▶ [Lesetext]:
• • • •

Beitrag von Münek » So 18. Dez 2016, 00:41

closs hat geschrieben:
Münek hat geschrieben:Du kannst davon ausgehen, dass die Herren Exegeten an den theologischen Fakultäten genau wissen, worum es geht. Diese Wissenschaftler sind Profis.
Meine Zweifel gelten nicht der wissenschaftlichen Befähigung.
Aber allein diese Befähigung ist entscheidend, um professionell historisch-kritische Textauslegung betreiben zu können. Eine "christlich fundierte Exegese", wie sie Dir vorschwebt, wäre unwissenschaftlich. Deshalb gibt es diese nicht an den theologischen Fakultäten.

closs hat geschrieben:
Münek hat geschrieben: Wenn sich heilsgeschichtliche Überlieferungen als unhistorische Legenden erweisen, sind diese nun mal keinen Pfifferling wert. Ratzinger hat das genau erkannt.
Du schaffst es, in einem Satz drei Bolzen zu verstecken:
Ach was - das suggeriert Dir bloß die vorurteilsbeladene Kurzsichtigkeit Deines christlichen Glaubens.

• • • •

▶ [Daten]:
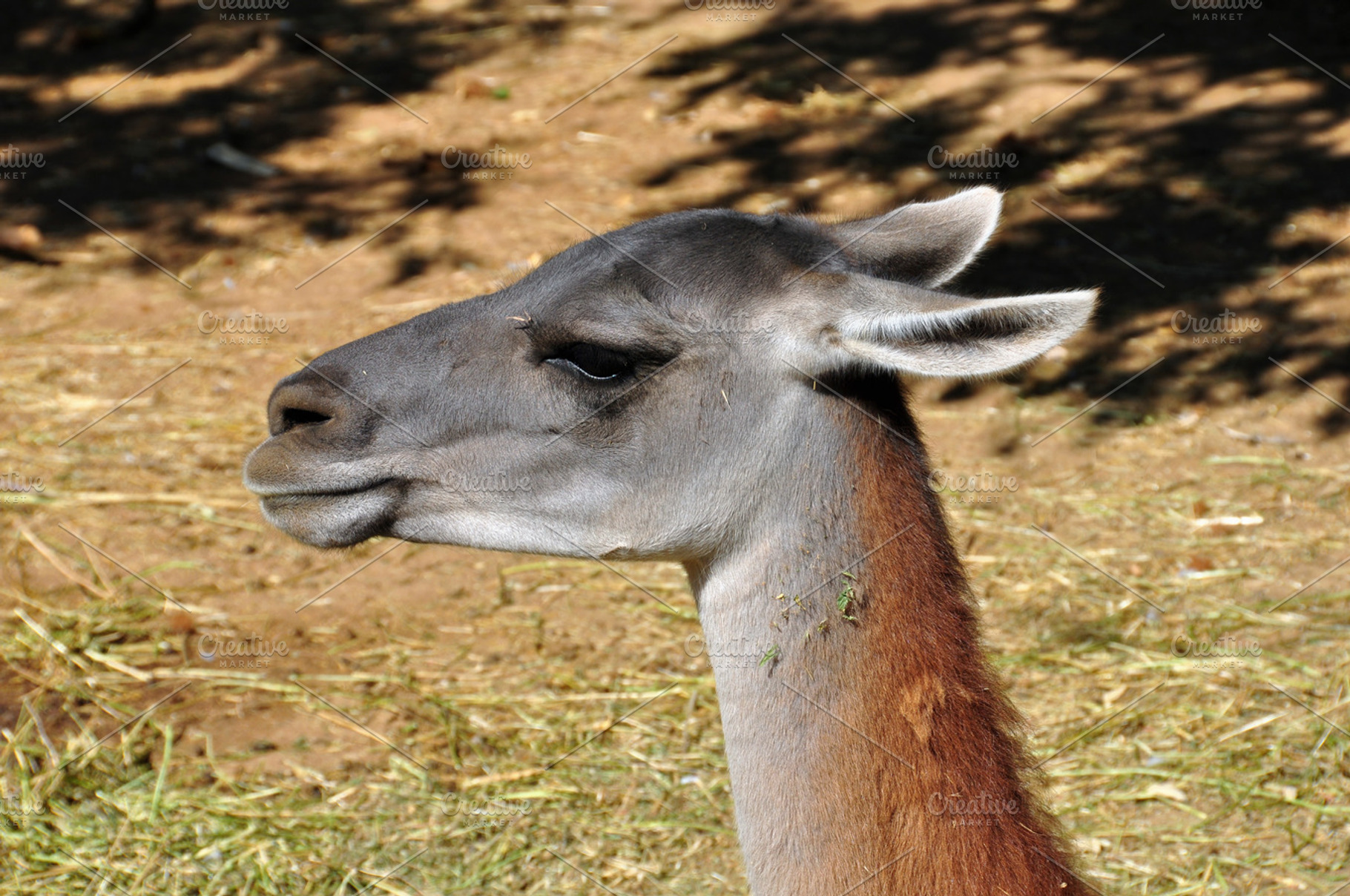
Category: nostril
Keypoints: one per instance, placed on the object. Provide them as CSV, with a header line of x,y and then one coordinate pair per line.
x,y
292,418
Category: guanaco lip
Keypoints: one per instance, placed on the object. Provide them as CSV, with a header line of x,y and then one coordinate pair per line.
x,y
329,493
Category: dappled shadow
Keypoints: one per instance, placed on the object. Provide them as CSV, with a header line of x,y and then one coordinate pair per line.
x,y
1192,184
1211,164
138,158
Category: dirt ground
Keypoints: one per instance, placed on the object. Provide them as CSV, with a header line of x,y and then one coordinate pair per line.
x,y
1192,182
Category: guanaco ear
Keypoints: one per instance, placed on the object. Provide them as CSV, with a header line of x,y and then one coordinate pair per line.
x,y
925,243
874,323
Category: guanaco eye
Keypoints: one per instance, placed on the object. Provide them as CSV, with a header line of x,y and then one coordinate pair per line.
x,y
592,360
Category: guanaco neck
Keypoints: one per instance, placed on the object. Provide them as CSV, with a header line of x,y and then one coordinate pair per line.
x,y
867,737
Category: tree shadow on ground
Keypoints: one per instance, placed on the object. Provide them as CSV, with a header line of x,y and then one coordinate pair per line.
x,y
1196,189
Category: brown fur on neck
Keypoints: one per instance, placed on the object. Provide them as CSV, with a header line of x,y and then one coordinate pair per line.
x,y
913,679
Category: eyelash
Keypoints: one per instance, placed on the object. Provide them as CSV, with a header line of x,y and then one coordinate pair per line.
x,y
585,358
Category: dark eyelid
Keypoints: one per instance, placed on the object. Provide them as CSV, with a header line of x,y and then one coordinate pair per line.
x,y
563,362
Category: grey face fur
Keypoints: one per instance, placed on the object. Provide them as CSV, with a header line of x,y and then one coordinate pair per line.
x,y
632,395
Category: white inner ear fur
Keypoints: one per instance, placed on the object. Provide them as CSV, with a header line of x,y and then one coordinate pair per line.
x,y
929,243
949,336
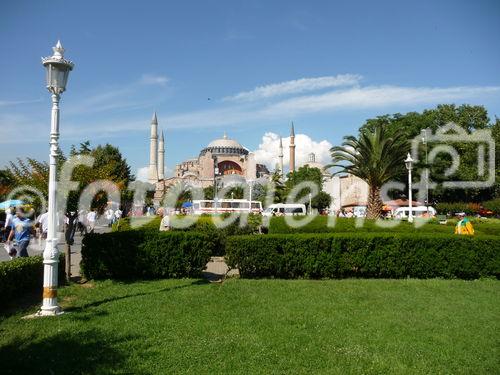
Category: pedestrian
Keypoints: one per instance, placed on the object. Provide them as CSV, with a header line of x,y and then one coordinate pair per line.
x,y
43,222
110,216
8,224
71,222
82,218
165,224
91,219
118,214
21,232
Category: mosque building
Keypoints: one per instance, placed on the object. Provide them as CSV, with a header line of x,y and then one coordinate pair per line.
x,y
223,157
228,160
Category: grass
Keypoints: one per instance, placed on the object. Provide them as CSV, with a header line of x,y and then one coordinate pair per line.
x,y
262,326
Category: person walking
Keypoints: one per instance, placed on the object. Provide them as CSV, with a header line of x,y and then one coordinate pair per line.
x,y
8,223
110,216
43,222
118,214
91,219
21,231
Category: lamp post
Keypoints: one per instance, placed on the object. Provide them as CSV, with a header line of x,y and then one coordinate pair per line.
x,y
409,166
424,142
250,185
216,172
57,71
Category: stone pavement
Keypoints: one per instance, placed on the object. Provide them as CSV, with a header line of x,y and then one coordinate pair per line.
x,y
217,270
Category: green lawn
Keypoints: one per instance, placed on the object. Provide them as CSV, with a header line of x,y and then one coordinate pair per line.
x,y
262,326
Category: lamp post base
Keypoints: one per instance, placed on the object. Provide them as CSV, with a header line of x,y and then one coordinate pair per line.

• • • •

▶ [Aufgabe A]:
Übertragen Sie einen Abschnitt des Lesetexts wortgetreu: Setzen Sie bei den Worten „Beitrag von Münek“ ein und enden Sie nach „der wissenschaftlichen Befähigung.“.
▶ [Aufgabe B]:
Führen Sie den Forumsbeitrag über historisch-kritische Exegese im Anschluss an seinen letzten Satz weiter.

▶ [Antwortbereich A]:
Beitrag von Münek » So 18. Dez 2016, 00:41

closs hat geschrieben:
Münek hat geschrieben:Du kannst davon ausgehen, dass die Herren Exegeten an den theologischen Fakultäten genau wissen, worum es geht. Diese Wissenschaftler sind Profis.
Meine Zweifel gelten nicht der wissenschaftlichen Befähigung.

▶ [Antwortbereich B]:
closs hat geschrieben:1) Es ist nicht "erwiesen", sondern es ist ein ehrhaftes methodisches Ergebnis.
Die angesprochenen wissenschaftlichen Forschungsergebnisse sind mit "sehr hoher Wahrscheinlichkeit erwiesen". Das genügt mir.

closs hat geschrieben:2) Heilsgeschichte bemisst sich nicht am Stand unseres Erkenntnis-Status.
Die angebliche "Heilsgeschichte" ist lediglich ein theologisch-theoretisches Glaubenskonstrukt. Mehr nicht.

closs hat geschrieben:3) Ratzinger hat bestimmt nicht "erkannt", was Du ihm unterstellst.
Doch - Ratzinger schrieb in seinem Jesusbuch, dass es für den biblischen Glauben WESENTLICH sei, dass er sich auf wirkliches historisches Geschehen bezieht. Damit schließt er unhistorische Glaubenslegenden als nicht wesentlich aus.